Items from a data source
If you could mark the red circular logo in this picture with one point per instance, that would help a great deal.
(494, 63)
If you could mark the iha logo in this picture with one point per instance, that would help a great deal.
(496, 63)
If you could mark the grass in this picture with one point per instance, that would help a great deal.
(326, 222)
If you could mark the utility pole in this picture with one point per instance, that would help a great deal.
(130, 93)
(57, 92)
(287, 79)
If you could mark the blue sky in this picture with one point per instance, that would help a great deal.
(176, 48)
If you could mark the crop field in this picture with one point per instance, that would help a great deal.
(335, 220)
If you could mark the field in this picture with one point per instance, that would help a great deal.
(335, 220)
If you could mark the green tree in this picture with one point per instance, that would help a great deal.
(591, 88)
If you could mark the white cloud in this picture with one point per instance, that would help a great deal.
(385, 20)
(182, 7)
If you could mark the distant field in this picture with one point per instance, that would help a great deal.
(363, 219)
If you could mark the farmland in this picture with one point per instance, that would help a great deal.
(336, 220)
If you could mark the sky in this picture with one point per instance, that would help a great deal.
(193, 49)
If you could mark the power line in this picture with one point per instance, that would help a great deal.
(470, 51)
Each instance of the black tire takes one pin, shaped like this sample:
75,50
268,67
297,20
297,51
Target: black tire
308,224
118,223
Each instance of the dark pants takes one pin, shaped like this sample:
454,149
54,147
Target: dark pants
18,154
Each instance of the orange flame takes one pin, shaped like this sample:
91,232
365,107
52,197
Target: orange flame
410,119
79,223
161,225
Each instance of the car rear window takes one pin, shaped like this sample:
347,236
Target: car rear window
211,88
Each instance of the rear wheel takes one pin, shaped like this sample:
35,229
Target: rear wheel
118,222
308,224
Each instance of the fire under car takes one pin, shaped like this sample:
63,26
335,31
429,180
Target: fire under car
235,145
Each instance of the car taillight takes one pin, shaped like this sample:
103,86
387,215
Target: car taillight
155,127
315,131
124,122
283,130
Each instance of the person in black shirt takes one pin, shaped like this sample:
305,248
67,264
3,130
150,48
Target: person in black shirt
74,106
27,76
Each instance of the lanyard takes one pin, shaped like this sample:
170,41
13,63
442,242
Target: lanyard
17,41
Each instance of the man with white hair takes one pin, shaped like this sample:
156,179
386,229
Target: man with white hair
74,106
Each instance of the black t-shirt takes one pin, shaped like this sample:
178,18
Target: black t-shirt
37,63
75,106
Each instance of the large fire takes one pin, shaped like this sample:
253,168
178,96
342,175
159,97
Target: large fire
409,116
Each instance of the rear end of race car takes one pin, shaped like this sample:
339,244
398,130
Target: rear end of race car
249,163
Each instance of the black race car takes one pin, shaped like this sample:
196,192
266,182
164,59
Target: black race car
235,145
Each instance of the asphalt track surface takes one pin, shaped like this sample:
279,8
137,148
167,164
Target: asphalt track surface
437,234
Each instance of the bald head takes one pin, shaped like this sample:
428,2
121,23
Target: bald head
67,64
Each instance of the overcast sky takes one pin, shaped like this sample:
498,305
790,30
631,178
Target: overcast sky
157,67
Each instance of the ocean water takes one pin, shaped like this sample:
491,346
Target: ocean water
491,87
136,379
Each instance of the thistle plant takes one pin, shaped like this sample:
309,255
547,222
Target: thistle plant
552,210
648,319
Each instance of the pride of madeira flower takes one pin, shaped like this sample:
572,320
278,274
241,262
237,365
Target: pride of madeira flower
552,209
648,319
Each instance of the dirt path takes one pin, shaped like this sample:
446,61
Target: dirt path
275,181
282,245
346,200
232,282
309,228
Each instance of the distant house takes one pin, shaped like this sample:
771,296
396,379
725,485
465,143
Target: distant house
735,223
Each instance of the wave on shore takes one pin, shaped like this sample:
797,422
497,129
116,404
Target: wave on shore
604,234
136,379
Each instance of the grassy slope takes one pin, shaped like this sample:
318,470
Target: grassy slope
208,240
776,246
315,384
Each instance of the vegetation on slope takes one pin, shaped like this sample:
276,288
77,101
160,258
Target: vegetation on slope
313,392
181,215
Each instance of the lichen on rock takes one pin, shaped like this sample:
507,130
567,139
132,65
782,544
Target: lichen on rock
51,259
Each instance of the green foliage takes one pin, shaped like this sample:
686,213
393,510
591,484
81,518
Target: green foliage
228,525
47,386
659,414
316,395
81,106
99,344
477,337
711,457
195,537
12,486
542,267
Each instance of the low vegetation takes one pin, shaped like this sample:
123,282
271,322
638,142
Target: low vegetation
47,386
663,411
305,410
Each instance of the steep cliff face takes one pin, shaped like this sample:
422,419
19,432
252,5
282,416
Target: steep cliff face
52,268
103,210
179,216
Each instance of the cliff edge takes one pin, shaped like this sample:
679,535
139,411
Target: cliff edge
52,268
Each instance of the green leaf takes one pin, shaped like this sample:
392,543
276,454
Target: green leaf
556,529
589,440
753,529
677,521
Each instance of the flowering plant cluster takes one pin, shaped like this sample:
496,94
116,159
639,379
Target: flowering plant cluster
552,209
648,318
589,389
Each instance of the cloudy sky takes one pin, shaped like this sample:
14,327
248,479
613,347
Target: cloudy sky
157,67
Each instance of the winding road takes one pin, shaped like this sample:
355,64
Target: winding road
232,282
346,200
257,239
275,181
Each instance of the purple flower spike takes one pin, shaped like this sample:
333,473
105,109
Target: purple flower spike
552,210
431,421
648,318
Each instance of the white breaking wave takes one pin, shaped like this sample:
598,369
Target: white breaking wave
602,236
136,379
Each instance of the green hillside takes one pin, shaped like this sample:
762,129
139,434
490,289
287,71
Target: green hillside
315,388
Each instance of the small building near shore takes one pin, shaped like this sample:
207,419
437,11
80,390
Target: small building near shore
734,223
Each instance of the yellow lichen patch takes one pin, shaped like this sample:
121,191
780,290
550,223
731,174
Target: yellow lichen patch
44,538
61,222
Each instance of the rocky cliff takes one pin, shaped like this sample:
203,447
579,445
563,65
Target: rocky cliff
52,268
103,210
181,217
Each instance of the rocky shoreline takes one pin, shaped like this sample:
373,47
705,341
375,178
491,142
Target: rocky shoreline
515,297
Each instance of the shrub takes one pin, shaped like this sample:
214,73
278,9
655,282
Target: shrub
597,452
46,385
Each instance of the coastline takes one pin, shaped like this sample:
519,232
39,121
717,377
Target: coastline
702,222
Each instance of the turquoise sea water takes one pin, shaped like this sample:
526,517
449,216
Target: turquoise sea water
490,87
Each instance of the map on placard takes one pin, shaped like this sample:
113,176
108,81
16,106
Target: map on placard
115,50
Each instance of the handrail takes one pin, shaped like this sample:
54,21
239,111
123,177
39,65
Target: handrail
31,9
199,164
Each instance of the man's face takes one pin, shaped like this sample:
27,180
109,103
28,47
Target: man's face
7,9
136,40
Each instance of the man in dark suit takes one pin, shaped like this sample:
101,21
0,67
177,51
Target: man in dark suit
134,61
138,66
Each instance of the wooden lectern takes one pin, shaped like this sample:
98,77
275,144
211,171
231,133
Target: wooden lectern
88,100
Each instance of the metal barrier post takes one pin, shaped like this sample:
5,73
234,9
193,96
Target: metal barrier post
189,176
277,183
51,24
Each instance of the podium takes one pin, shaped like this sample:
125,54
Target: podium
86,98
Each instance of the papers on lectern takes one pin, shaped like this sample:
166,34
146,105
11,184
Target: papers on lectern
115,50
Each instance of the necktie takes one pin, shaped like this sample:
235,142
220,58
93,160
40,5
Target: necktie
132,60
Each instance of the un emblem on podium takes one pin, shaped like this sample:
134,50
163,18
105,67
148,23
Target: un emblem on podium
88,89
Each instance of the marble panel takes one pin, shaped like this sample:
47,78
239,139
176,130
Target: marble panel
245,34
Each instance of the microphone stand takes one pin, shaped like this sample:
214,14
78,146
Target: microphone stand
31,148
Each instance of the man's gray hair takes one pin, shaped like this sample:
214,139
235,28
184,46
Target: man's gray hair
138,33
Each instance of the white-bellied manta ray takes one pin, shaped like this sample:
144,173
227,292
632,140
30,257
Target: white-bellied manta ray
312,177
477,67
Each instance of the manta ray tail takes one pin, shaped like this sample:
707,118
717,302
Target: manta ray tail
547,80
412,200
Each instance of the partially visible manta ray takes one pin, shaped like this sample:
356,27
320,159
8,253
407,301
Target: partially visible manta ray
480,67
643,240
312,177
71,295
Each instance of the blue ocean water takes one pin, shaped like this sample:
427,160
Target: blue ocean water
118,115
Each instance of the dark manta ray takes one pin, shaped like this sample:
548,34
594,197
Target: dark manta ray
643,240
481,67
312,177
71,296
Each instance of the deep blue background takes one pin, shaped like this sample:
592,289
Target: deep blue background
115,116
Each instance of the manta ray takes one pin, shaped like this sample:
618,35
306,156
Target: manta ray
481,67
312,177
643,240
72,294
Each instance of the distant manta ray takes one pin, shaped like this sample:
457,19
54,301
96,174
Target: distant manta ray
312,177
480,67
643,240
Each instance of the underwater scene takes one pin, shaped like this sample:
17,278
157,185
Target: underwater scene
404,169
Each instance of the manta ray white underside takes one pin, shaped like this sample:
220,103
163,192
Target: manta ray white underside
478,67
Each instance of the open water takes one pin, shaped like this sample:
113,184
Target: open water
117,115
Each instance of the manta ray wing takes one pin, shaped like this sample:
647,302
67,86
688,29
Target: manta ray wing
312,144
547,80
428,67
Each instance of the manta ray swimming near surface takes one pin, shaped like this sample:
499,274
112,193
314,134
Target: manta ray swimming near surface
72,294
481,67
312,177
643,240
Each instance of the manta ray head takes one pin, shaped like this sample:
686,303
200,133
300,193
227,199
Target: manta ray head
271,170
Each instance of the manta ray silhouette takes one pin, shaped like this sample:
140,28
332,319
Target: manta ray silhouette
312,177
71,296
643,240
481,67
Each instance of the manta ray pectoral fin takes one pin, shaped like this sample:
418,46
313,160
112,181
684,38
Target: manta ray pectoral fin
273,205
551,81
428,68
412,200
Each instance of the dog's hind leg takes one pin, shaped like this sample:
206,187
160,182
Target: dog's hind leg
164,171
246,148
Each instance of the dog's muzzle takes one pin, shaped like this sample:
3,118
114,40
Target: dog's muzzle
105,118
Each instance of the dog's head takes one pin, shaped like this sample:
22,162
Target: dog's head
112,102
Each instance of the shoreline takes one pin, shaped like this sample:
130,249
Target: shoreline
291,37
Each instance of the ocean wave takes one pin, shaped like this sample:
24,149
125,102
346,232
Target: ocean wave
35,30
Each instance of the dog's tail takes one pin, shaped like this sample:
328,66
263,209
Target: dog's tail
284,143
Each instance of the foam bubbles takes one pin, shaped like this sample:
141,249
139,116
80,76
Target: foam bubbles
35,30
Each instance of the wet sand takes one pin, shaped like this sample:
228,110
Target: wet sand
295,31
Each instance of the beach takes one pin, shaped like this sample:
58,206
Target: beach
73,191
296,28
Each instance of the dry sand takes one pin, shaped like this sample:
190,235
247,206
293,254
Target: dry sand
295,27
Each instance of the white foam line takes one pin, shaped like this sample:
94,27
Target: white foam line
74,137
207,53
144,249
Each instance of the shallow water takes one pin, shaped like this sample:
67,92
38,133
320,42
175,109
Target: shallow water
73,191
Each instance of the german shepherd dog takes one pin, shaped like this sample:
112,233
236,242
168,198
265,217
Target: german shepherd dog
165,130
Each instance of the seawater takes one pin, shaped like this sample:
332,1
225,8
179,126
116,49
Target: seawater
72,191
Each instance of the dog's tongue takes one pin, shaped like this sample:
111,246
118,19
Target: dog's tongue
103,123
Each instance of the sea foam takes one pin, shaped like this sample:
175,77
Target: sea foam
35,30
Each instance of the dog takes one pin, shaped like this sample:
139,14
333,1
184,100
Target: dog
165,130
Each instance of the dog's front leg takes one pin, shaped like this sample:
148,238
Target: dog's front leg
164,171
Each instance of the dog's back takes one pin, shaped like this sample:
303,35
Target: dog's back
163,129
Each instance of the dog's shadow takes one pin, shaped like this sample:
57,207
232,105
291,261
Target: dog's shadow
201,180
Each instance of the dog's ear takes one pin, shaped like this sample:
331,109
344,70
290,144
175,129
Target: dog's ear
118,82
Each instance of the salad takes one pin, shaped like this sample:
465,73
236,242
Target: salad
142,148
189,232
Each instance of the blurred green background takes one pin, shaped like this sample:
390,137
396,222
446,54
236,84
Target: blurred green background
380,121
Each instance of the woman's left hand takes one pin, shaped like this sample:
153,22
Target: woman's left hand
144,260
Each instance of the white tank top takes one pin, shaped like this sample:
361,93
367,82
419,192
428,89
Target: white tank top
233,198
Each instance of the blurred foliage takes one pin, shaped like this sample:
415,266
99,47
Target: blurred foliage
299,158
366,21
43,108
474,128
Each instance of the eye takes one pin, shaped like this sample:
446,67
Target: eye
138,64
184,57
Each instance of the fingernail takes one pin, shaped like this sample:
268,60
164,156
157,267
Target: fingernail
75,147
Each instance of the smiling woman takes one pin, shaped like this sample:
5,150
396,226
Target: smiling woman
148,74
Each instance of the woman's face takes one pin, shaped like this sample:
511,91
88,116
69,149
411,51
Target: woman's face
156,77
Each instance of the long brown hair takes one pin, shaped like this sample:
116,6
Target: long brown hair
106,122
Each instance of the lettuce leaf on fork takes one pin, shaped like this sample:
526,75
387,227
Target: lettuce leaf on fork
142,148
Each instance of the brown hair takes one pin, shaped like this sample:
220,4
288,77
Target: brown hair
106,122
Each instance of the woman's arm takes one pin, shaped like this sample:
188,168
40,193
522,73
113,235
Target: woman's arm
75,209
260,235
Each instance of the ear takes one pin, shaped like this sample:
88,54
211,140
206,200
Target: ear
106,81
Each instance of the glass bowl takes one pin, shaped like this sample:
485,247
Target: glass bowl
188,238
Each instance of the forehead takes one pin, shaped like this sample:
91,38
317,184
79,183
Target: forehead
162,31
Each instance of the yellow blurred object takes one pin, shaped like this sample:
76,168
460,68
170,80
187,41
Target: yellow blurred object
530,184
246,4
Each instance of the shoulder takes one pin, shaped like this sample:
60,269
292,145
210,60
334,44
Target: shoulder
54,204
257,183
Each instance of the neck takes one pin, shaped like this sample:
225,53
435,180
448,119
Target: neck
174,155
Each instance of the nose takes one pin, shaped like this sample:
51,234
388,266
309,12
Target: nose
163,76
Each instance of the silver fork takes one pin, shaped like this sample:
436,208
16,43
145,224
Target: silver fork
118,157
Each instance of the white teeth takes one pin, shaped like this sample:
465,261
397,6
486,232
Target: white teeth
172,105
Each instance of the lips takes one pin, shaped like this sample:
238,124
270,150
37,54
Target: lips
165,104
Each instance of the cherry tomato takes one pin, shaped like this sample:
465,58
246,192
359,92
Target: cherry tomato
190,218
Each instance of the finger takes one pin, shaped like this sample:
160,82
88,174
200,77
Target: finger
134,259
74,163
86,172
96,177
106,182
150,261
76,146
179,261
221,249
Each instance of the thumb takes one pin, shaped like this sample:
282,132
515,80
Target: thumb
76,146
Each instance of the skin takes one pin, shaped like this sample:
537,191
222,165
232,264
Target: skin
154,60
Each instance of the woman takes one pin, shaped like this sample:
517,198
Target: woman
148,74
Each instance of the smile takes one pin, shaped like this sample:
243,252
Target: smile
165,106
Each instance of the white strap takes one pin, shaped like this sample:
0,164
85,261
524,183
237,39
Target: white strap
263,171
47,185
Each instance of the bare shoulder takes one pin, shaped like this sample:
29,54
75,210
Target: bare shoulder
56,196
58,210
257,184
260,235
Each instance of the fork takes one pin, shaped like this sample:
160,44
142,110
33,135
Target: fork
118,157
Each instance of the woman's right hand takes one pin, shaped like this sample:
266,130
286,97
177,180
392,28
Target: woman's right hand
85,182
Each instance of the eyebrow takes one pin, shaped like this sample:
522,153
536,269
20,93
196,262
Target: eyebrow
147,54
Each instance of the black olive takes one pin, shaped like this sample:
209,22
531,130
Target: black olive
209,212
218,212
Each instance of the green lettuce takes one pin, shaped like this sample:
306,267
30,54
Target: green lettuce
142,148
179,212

**WORK ITEM**
Set down precisely the lines above between the line holding "Each instance of the rear end" and the line holding "Each instance of the pride", inclusive, and nothing beyond them.

**ANSWER BOX**
Each instance of the rear end of race car takes one pin, shaped like this sample:
339,244
398,130
Target: rear end of race car
249,163
Each instance of the black race car takes one pin, shaped like this sample:
196,192
266,182
164,59
Target: black race car
235,145
Each instance of the asphalt track surface takes one pin, shaped like this sample:
279,8
137,148
167,164
Target: asphalt track surface
437,234
Each instance of the bald head takes one pin, shaped like this sample:
428,2
121,23
Target: bald head
67,64
Each instance of the overcast sky takes one pin, shaped like this sample:
498,305
790,30
631,178
Target: overcast sky
157,67
Each instance of the ocean water takes one pin, shaped like this sample:
491,346
Target: ocean water
491,87
136,379
Each instance of the thistle plant takes one pin, shaped like this sample:
309,255
547,222
Target: thistle plant
552,210
648,319
Each instance of the pride of madeira flower takes one pin, shaped like this sample:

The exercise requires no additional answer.